## REQUIREMENT
Count the lines below that contain the string "sandy", treating uppercase and lowercase as different. Reply with the number only.

## PROVIDED INFORMATION

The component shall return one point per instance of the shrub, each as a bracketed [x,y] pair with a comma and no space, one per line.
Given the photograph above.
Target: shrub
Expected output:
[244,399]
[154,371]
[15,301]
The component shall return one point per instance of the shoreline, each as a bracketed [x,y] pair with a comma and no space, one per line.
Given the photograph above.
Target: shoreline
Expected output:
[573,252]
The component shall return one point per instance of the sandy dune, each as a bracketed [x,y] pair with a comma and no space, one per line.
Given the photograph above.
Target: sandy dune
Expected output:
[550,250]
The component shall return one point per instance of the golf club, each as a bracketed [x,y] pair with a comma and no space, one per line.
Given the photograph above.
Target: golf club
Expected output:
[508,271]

---

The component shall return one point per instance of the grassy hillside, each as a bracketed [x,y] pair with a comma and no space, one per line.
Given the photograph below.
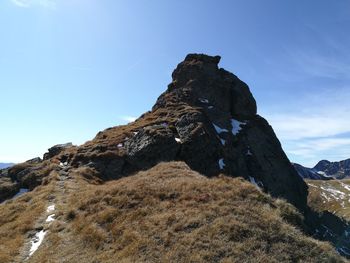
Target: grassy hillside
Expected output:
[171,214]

## EXPECTED ANSWER
2